• Your goal:
Images aside, return all the entries exactly.

Top of Listed entries

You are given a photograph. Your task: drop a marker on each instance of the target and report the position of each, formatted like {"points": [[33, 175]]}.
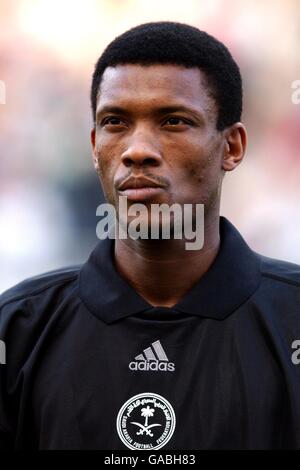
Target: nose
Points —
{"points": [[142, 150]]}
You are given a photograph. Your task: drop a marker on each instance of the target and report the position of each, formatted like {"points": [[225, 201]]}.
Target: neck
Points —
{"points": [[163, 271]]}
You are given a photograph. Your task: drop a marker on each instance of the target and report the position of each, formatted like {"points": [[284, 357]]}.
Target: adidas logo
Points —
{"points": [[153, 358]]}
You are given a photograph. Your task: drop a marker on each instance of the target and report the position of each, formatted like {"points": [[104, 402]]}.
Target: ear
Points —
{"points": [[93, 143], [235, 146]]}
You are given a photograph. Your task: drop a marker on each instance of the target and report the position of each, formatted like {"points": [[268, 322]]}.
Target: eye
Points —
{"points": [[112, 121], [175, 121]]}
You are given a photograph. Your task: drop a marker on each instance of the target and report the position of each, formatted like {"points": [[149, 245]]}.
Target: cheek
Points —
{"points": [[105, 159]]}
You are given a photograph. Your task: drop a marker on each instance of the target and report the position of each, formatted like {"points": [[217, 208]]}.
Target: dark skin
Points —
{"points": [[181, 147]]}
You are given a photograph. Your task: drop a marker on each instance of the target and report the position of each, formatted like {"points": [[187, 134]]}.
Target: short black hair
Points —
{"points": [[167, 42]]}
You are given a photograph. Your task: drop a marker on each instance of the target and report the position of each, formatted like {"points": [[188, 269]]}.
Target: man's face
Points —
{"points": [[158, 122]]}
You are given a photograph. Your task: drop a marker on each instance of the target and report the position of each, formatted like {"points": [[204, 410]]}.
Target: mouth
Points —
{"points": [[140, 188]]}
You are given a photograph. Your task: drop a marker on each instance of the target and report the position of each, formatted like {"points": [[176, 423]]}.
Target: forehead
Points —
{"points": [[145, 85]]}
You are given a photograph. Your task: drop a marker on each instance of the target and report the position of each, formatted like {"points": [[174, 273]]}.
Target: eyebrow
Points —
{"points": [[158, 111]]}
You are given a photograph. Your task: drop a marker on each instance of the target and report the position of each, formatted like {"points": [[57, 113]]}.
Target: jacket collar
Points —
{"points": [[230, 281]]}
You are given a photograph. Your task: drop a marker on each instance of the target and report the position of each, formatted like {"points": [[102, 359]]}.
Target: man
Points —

Bottom of Listed entries

• Answer space:
You are given a photograph. Your task: drop a marker on each instance of the target and report the position of each, formatted like {"points": [[33, 175]]}.
Target: nose
Points —
{"points": [[142, 150]]}
You are given a photograph. Your task: drop a marker on each instance of the target and report the position of each, formatted like {"points": [[225, 201]]}.
Target: neck
Points —
{"points": [[163, 271]]}
You are given a photograph. Your task: drop a marker on each instance of the target and report the position of each, formatted like {"points": [[284, 357]]}.
Target: adidas logo
Points —
{"points": [[153, 358]]}
You are given a photograph. Your task: drop a marker on each instance of the target and report the position of each, formatted like {"points": [[104, 402]]}.
Target: ear
Points —
{"points": [[93, 143], [235, 146]]}
You are given a photograph. Your task: drop a marker on each instance of the target and report the position of each, formatted like {"points": [[268, 322]]}.
Target: eye
Points —
{"points": [[112, 121], [175, 121]]}
You are given a photograph. Your task: drop a marker on each instance of the target and report the position of each, formatted like {"points": [[149, 245]]}.
Target: cheek
Points —
{"points": [[105, 159]]}
You are given a photograph. Your task: drop a marker on each instance of the target and report the position of each, formatted like {"points": [[217, 208]]}.
Target: dark skin
Points —
{"points": [[181, 147]]}
You are given a photograph. Your task: drop a marker on each instance of the target and report the position of each, formatted like {"points": [[187, 134]]}.
Target: short black hair
Points —
{"points": [[167, 42]]}
You are given a photograph. Your task: drop a marker on each instance of the target and report the position of each, formatted like {"points": [[188, 269]]}.
Target: man's face
Points —
{"points": [[158, 122]]}
You are given a photograph. Your task: drop a marker on each instance of the target and report the position of each, formatted like {"points": [[204, 410]]}.
Target: mouth
Points —
{"points": [[140, 188]]}
You are given a photograph. Your task: drop a marker on each instance of the target and report the position of each, formatted like {"points": [[176, 423]]}.
Target: forehead
Points —
{"points": [[145, 85]]}
You are given a photograph. Your task: drop a marker on each instance of the target and report the position of each, formatted like {"points": [[174, 273]]}.
Target: eyebrow
Points —
{"points": [[158, 111]]}
You are given a photograph. Your task: drop a marker on each instance of the target and report the position of each, formatted like {"points": [[57, 113]]}.
Target: jacket collar
Points —
{"points": [[230, 281]]}
You are given a photograph. Your task: drop a marker on each instance of the target and report the position of each, formatted like {"points": [[102, 359]]}.
Target: man
Points —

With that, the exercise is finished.